• _TASK_
Locate each line in the data below that contains the word "brown", and copy those lines out in full.

____________

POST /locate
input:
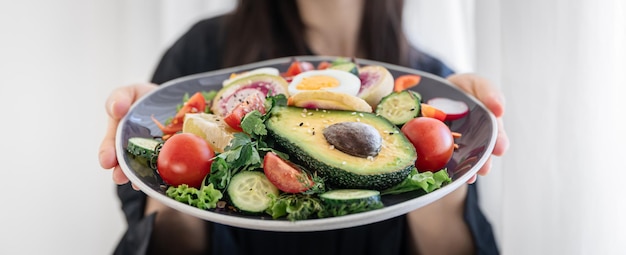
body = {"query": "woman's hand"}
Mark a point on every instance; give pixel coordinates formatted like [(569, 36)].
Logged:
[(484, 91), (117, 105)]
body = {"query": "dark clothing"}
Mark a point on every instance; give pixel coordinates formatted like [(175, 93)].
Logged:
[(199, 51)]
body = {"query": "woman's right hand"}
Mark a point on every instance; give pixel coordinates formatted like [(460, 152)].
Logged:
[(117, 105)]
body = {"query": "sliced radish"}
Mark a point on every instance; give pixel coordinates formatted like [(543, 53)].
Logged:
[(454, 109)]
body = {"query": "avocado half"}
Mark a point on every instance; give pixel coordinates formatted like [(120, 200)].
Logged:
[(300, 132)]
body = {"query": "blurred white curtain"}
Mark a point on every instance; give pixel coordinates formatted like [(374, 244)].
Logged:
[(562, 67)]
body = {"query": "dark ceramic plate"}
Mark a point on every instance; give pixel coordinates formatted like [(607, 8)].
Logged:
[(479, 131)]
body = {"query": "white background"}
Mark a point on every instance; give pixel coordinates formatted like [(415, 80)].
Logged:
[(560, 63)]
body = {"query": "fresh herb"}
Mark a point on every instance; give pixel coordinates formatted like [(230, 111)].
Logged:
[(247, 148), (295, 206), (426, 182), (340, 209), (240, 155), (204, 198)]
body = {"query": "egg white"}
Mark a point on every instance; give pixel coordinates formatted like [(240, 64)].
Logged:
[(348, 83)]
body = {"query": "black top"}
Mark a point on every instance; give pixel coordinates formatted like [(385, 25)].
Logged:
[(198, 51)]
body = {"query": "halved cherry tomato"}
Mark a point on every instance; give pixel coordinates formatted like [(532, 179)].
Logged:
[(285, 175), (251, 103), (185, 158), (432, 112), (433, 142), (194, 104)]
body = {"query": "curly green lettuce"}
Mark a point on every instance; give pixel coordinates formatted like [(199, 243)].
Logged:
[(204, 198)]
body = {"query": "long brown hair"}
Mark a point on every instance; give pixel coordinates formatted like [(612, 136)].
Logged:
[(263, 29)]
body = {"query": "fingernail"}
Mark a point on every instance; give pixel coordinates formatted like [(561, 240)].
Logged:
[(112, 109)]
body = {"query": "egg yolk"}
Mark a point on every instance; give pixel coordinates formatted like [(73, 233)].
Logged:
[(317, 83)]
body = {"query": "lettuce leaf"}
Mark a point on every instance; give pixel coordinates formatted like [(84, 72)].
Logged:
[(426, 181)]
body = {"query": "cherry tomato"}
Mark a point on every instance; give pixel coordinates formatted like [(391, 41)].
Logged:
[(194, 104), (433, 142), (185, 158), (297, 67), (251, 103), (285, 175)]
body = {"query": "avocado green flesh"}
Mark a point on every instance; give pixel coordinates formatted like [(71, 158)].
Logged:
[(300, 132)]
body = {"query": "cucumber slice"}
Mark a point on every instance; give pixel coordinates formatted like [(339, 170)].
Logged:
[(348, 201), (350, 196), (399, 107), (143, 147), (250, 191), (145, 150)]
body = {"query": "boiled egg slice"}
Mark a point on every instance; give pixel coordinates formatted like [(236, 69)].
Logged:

____________

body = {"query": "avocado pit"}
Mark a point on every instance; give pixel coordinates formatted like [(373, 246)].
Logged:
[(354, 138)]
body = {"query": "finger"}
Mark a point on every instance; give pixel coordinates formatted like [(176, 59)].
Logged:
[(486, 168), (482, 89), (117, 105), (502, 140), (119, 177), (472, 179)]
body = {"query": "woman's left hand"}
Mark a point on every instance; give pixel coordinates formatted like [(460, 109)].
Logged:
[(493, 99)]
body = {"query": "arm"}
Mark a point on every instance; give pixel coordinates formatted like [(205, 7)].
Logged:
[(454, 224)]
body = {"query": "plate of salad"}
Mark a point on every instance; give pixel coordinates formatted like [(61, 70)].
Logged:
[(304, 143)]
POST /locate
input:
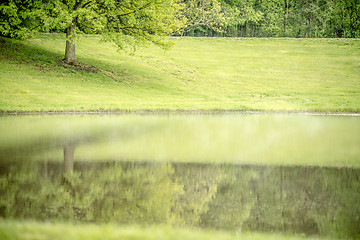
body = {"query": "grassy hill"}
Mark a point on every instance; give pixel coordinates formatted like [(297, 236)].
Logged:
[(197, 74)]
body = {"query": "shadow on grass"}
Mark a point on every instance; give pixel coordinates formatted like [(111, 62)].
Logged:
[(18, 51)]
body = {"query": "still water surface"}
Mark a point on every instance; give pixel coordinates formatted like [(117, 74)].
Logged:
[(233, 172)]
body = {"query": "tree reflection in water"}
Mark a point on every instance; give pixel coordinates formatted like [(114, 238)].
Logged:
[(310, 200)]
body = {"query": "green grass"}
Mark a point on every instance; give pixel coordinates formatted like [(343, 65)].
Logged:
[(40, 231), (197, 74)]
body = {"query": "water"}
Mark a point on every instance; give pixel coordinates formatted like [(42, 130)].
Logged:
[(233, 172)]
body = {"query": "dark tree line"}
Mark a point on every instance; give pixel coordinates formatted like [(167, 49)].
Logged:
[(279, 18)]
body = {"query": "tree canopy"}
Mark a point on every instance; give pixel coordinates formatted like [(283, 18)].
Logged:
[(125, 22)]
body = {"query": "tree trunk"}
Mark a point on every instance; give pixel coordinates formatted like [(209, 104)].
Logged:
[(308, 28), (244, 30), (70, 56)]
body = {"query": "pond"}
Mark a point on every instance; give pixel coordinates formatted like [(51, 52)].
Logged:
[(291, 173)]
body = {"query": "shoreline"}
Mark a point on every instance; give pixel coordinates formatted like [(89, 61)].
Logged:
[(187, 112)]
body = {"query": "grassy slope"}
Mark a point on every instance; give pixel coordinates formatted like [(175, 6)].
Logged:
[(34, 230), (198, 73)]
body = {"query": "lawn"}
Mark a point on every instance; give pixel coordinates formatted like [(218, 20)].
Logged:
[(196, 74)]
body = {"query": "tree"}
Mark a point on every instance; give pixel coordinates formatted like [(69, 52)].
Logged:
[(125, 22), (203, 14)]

____________

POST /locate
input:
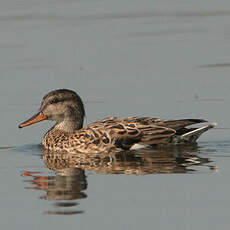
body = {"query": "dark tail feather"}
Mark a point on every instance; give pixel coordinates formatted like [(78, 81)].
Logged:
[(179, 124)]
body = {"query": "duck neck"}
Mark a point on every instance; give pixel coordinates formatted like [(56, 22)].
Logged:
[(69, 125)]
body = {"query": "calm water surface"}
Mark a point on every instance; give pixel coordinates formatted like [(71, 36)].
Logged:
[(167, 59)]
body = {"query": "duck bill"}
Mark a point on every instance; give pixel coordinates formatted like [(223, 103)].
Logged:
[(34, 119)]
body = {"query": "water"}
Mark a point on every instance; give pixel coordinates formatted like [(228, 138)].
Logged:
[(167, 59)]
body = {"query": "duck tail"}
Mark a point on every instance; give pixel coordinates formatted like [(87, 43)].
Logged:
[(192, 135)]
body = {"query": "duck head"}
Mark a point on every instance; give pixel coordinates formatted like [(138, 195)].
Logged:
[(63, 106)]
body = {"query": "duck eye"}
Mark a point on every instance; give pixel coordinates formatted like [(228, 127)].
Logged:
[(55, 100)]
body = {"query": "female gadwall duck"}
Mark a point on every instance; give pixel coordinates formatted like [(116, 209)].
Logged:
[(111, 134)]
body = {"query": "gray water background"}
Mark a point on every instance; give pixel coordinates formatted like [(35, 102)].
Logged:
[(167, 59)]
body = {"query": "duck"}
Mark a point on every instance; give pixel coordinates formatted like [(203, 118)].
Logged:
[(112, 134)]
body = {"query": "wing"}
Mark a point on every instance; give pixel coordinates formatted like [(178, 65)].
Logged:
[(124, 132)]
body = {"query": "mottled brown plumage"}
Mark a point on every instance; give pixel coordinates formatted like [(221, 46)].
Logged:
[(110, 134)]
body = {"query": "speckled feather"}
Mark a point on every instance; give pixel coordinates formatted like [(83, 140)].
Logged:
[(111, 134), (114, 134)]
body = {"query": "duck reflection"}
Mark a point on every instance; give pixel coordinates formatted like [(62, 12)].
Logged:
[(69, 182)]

____________

• _COMPLETE OUTPUT_
body = {"query": "long brown hair"}
body = {"query": "mottled brown plumage"}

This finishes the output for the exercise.